REQUIREMENT:
What's wanted is a faithful retyping of every entry, pictures excluded.

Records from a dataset
+++

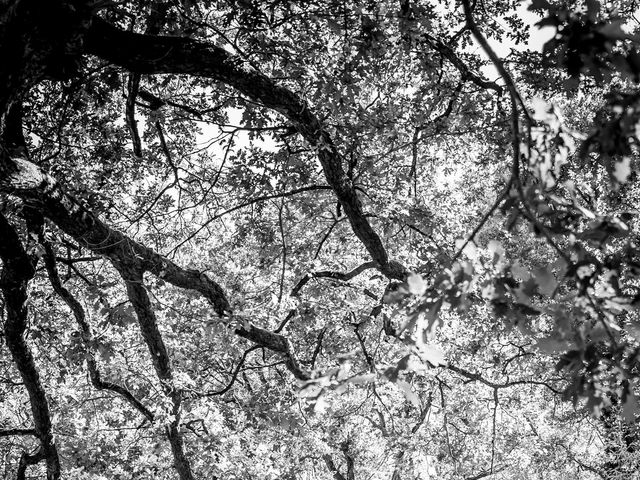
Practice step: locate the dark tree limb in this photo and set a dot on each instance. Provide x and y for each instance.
(148, 54)
(133, 85)
(27, 459)
(465, 72)
(345, 277)
(332, 467)
(276, 343)
(473, 377)
(148, 324)
(18, 270)
(17, 431)
(87, 336)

+++

RESULT OF THIS TASK:
Practice step: locate the dark tree limb in this photo and set a dot on each instance. Provide x and y for each instance.
(148, 54)
(133, 85)
(27, 459)
(465, 72)
(345, 277)
(332, 467)
(276, 343)
(473, 377)
(148, 324)
(18, 270)
(17, 431)
(87, 336)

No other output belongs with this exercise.